SUAS TAREFAS:
**1)** Com base no texto sobre preços agrícolas, responda:
(a) Quantos hectares foram adicionados à agricultura em todo o mundo desde 2005?
(b) Em quanto os americanos cortaram o consumo de carnes nos últimos anos?
(c) A que volume a Lei dos Combustíveis Renováveis determina que a produção de biocombustíveis chegue até 2022?
**2)** Reproduza fielmente o trecho do texto sobre preços agrícolas que vai de "Hurt acrescenta que, a" até "e a cana-de-açúcar.", incluindo este último.
**3)** Retome o texto sobre preços agrícolas e dê continuidade a ele a partir da última frase apresentada.

TRECHO DO DOCUMENTO:
=-=-=-=-=

Os preços agrícolas concluíram a escalada iniciada há sete anos, mas não devem sofrer um colapso. Para o economista Christopher Hurt, da Universidade de Purdue, nos Estados Unidos, a tendência é que a agricultura experimente um longo período de "moderação".
O economista vê um cenário de crescente equilíbrio entre oferta e demanda por alimentos, margens de lucro mais apertadas no campo e menos estímulos ao aumento da produção, mas minimiza a possibilidade de uma crise estrutural.
Para Hurt, os mercados exploraram de maneira exagerada o potencial de aumento da demanda global e subestimaram a capacidade de reação da oferta. "Ouvimos muito que teremos de alimentar 9 bilhões de pessoas até 2050, que seria impossível aumentar a área plantada. Isso é uma bobagem. Há enormes extensões de terra e muita tecnologia a serem incorporadas".
Segundo o estudioso, mais de 60 milhões de hectares foram adicionados à agricultura em todo o mundo desde 2005, com aumentos expressivos de produtividade em países como a China. "Não há um setor da economia em que um choque de demanda não tenha sido correspondido por um aumento da oferta. E se não é possível aumentar a oferta, então se muda o padrão de consumo. Nós, americanos, cortamos o consumo de carnes em 10% nos últimos anos. E ainda podemos cortar muito mais. As pessoas mudam, se adaptam. A gente pode comer diferente".
O economista afirma que a demanda chinesa por carnes (e, consequentemente, a de milho e soja para a produção de ração) tende a desacelerar nos próximos anos, assim como o uso de milho para a fabricação de etanol nos EUA. "A China é a grande locomotiva da demanda, e o fato é que sua economia está desacelerando. Isso vai reduzir o ritmo da transição alimentar pela qual está passando, o que significa que o consumo de carnes vai crescer menos".
Hurt acrescenta que, a despeito da economia mais fraca, o consumo per capita de proteínas animais (incluindo o de pescados) na China pode se aproximar dos patamares observados nos países desenvolvidos num prazo de cinco a dez anos. "Isso realmente vai reduzir o ritmo de crescimento da demanda por grãos, o que significa uma maior competição, entre EUA e América do Sul, pelo que a China vai comprar".
O economista observa ainda que os EUA já estão próximos de atingir a meta para a produção de etanol a partir do milho (de 15 bilhões de galões) estabelecida pela Lei dos Combustíveis Renováveis (RFS, na sigla em inglês). O mandato determina que a produção de biocombustíveis deve mais do que dobrar, a 36 bilhões de galões, até 2022. Mas impõe que praticamente todo o aumento daqui para frente venha de fontes mais eficientes que o milho, como a celulose e a cana-de-açúcar.
Desse modo, o consumo de milho para a produção de etanol - que mais do que dobrou desde 2007, para quase 125 milhões de toneladas anuais - está se estabilizando. "Os biocombustíveis implicaram um enorme aumento da demanda por milho, mas atingimos um platô".

=-=-=-=-=

DADOS:
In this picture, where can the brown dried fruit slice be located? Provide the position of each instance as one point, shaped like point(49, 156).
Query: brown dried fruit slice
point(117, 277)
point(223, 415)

=-=-=-=-=

RESPOSTAS ESCRITAS:
**1)**
(a) Mais de 60 milhões de hectares.
(b) Em 10%.
(c) A 36 bilhões de galões.

**2)**
Hurt acrescenta que, a despeito da economia mais fraca, o consumo per capita de proteínas animais (incluindo o de pescados) na China pode se aproximar dos patamares observados nos países desenvolvidos num prazo de cinco a dez anos. "Isso realmente vai reduzir o ritmo de crescimento da demanda por grãos, o que significa uma maior competição, entre EUA e América do Sul, pelo que a China vai comprar".
O economista observa ainda que os EUA já estão próximos de atingir a meta para a produção de etanol a partir do milho (de 15 bilhões de galões) estabelecida pela Lei dos Combustíveis Renováveis (RFS, na sigla em inglês). O mandato determina que a produção de biocombustíveis deve mais do que dobrar, a 36 bilhões de galões, até 2022. Mas impõe que praticamente todo o aumento daqui para frente venha de fontes mais eficientes que o milho, como a celulose e a cana-de-açúcar.

**3)**
O economista alerta, porém, que será impossível atingir as metas da RFS nos próximos anos, uma vez que a produção de etanol a partir da celulose ainda engatinha. Além disso, no lado da demanda, a evolução do etanol nos EUA é restringida pelo que Hurt chama de ´blend wall´ - ou barreira da mistura. "As redes varejistas de combustíveis, que são controladas pelas companhias de petróleo, não querem ser obrigadas a misturar mais do que 10% de etanol na gasolina, não querem que o governo lhes tome mais do que isso".
Diante desse cenário, o Congresso americano pode rever a RFS. Para Hurt, este é o principal fator de incerteza em relação à demanda por grãos nos próximos anos.
Os agricultores americanos pressionam pelo aumento dos volumes de etanol de milho, mas enfrentam resistência crescente por parte da indústria de aves e das associações de consumidores. "O argumento desses grupos é: ´Revoguem a lei. Estamos destinando uma enorme quantidade de matéria-prima para fazer combustíveis, elevando os preços dos alimentos, tirando dinheiro dos consumidores pobres e dando aos fazendeiros ricos´".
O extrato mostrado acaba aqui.